Study links watersheds to increase in Legionnaires’ disease

NEW HAVEN — A study by the Yale School of Public Health links certain Connecticut watersheds, including the Naugatuck River, to increased instances of Legionnaires’ disease.

The study’s lead author, Kelsie Cassell, said she was approached by state epidemiologist Matt Cartter when he noticed an increasing trend in the disease statewide.

The Legionella bacterium can be found in freshwater lakes and streams but is spread through the air in the form of mist, according to the Centers for Disease Control and Prevention. It often spreads through showers and faucets, air conditioning cooling towers, hot tubs, fountains, hot water heaters and large plumbing systems.

The disease, which causes a severe form of pneumonia, mostly affects older adults and people with weakened immune systems.

The rate of the disease in Connecticut increased from about one case per 100,000 people in 2005 to closer to two cases per 100,000 people in 2015.

Because the symptoms of fever, cough, chills and muscle aches are similar to other diseases and less than 5 percent of those exposed to the bacteria develop the disease, the disease is likely underreported, Cassell said. She said the disease is treated with antibiotics and may never be tested. The disease is fatal in about 10 percent of cases but can involve long-term complications and hospitalization for those who survive.

Cassell said she started by mapping reported cases of Legionnaires over the past 17 years by ZIP code and soon noticed that certain ZIP codes saw higher instances of the disease.

The disease usually crops up at the end of summer through early October, Cassell said, but she also found that elevated rainfall and greater stream flow were associated with an increased incidence of the disease. She said rising stream temperatures could prolong the period during which people are at risk of contracting the disease.

“Increases in rainfall and humidity netted more cases of the disease about two weeks later, which aligns with the disease’s two- to 10-day incubation period,” Cassell said.

While there have been some big outbreaks, like the one recently connected to cooling towers at Disneyland, a 2015 outbreak in the Bronx and the 1976 American Legion convention in Philadelphia, which gave the disease its name, most cases are sporadic.

The public health department follows up on every case in the state to determine where it may have come from and initiates an outbreak investigation when they see that two people who caught the bacteria had similar activities during the same time, Cassell said.

Study material:
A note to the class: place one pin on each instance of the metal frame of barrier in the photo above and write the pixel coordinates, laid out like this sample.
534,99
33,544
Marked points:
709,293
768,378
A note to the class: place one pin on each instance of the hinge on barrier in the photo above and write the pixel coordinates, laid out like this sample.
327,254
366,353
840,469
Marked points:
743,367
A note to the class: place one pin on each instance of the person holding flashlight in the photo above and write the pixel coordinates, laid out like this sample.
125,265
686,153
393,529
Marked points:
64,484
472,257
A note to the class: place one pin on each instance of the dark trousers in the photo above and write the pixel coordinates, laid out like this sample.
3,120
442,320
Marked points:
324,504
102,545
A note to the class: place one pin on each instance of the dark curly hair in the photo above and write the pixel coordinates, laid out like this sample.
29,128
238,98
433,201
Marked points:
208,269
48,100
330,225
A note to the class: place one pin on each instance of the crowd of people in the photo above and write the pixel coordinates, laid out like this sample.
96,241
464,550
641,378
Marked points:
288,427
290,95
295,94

Prompt 1:
Summarize the Legionnaires' disease article in two sentences.
Prompt 2:
Write the next part of the article on the watershed study and Legionnaires' disease, picking up after its final sentence.
The listing has nothing to do with the Legionnaires' disease article.

Answer box 1:
A Yale School of Public Health study links certain Connecticut watersheds, including the Naugatuck River, to more cases of Legionnaires' disease, whose rate in the state rose from about one case per 100,000 people in 2005 to closer to two in 2015. Lead author Kelsie Cassell found that elevated rainfall and greater stream flow were associated with increased incidence, with more cases appearing about two weeks after increases in rainfall and humidity.

Answer box 2:
Cassell’s study found that people living within 5 kilometers of the Naugatuck River had a 1.32 fold increase in the disease and those within 10 kilometers of the Quinebaug River were associated with a 4.73 fold increase compared to the rest of the state.

Just because there’s a correlation between the certain watersheds and the disease, the rivers may not have anything to do with the spread of bacteria, Cassell said.

She said she is working to sample river systems for the presence of bacteria and working on similar studies in nearby states like Rhode Island and Massachusetts to see if the trend is consistent.

There could be other explanations, like the fact that towns and population centers naturally settle along rivers, Cassell said. She said certain power plants or sewage treatment plants which use river water as part of the cooling process may create aerosols that spread the disease. Bacteria can also grow in well water if it isn’t chlorinated, Cassell said.

Heavy rainfalls and subsequent river turbulence could contribute to an increase in aerosolization of the bacteria or contamination of residential water, Cassell said.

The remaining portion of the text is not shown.